[Start of Attachment]

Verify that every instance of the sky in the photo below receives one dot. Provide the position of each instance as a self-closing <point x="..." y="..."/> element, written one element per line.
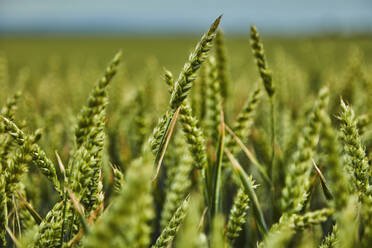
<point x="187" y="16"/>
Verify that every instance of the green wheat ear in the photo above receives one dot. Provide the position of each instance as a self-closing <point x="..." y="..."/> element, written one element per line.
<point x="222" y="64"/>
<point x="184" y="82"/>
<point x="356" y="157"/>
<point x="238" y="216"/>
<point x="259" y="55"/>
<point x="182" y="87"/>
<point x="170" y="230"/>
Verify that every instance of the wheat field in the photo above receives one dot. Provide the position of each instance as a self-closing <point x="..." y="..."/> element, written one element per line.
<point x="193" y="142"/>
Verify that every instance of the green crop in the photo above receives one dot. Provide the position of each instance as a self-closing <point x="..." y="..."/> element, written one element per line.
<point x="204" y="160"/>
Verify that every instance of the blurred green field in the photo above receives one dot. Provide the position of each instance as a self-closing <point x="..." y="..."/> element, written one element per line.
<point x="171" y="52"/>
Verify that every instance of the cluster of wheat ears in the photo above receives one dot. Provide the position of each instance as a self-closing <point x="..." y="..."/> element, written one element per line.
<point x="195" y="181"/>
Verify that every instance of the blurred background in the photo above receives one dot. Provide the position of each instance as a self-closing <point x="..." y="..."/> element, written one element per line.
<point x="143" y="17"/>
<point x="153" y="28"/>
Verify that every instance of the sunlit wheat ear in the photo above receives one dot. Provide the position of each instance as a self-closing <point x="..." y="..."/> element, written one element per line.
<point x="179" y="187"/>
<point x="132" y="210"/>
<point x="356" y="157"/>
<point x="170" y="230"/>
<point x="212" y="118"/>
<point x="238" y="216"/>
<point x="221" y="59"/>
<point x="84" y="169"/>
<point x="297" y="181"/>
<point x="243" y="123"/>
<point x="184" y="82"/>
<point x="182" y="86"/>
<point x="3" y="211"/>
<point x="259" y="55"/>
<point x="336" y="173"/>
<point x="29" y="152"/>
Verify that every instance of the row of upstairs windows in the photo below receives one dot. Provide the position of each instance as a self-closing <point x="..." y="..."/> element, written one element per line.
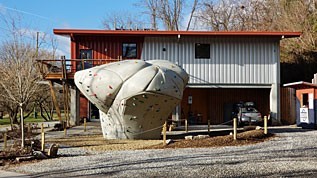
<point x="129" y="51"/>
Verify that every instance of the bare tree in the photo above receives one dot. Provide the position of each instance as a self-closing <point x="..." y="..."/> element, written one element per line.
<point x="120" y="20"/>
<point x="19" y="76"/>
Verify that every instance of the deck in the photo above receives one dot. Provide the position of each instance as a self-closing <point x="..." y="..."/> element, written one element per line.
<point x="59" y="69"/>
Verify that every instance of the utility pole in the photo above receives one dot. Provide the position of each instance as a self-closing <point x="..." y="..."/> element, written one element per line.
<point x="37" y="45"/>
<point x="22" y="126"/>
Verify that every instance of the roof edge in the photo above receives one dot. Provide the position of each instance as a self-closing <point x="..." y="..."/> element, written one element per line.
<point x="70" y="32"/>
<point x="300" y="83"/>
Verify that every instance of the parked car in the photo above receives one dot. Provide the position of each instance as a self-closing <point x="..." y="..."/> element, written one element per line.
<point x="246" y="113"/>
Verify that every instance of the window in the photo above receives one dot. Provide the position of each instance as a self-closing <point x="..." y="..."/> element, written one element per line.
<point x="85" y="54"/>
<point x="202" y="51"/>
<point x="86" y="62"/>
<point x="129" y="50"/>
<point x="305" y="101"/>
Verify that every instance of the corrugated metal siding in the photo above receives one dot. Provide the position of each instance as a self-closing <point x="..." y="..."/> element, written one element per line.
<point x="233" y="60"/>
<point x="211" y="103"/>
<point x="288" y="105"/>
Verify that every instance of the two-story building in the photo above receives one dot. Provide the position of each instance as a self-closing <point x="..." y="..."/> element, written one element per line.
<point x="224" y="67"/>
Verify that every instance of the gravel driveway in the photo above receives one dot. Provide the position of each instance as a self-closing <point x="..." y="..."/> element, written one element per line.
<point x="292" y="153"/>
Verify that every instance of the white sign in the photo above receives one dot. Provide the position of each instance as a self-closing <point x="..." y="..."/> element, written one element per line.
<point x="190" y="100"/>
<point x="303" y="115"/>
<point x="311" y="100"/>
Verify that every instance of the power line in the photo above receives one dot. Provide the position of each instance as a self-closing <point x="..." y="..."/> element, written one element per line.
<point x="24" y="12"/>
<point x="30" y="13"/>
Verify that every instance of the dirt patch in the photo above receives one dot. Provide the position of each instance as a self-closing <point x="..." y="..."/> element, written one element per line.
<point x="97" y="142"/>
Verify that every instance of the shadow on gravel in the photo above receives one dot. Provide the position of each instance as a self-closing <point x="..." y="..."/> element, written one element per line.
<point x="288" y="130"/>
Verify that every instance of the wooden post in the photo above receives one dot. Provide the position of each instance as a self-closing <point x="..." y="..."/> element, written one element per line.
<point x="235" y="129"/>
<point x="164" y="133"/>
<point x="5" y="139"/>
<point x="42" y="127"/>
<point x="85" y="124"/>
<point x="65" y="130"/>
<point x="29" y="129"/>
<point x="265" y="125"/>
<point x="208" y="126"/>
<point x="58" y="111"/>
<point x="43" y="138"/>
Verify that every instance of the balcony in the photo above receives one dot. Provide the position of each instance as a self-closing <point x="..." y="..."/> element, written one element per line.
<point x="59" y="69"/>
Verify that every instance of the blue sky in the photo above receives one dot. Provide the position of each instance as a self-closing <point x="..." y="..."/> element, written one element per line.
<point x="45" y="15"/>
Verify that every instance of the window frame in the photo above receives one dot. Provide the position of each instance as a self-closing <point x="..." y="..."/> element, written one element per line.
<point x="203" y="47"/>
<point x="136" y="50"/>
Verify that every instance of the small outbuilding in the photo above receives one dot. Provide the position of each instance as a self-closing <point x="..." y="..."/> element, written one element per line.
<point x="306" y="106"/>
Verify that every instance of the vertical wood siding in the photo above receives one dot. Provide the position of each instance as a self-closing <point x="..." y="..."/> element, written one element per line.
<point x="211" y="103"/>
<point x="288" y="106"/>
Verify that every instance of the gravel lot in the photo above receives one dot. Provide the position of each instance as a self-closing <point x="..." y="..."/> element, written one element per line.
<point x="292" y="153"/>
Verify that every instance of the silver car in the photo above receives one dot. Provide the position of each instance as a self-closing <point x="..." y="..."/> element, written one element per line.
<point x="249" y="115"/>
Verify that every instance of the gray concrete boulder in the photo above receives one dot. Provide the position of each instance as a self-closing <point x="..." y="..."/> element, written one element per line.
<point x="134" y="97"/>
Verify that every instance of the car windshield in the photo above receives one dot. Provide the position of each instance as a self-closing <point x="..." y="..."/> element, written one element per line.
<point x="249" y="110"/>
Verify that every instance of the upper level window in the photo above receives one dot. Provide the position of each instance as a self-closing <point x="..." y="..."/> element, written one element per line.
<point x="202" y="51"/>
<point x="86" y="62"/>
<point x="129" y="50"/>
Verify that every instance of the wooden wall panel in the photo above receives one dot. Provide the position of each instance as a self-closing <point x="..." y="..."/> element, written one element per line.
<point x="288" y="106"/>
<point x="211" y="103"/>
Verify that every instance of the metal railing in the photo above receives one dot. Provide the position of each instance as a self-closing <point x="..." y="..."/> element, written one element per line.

[End of Attachment]

## Prompt
All lines from the one containing "Verify that every instance of the upper" through the end of the listing above are to be restated word for word, and no others.

## Answer space
Verify that every instance of the upper level window in the photo above receives one dot. Provide the position of each instance as a self-closing <point x="..." y="..."/> element, written one element per line.
<point x="202" y="51"/>
<point x="86" y="62"/>
<point x="129" y="50"/>
Verify that every instance of the wooden wall panel in the photo above receives one dot. Provide the position of each instance as a self-closing <point x="..." y="..."/> element, written one element per line.
<point x="288" y="106"/>
<point x="211" y="103"/>
Verify that every instance of the metal railing in the photo above receives one dot. Provide the position of each instance as a self-closing <point x="..." y="..."/> element, written one element per line.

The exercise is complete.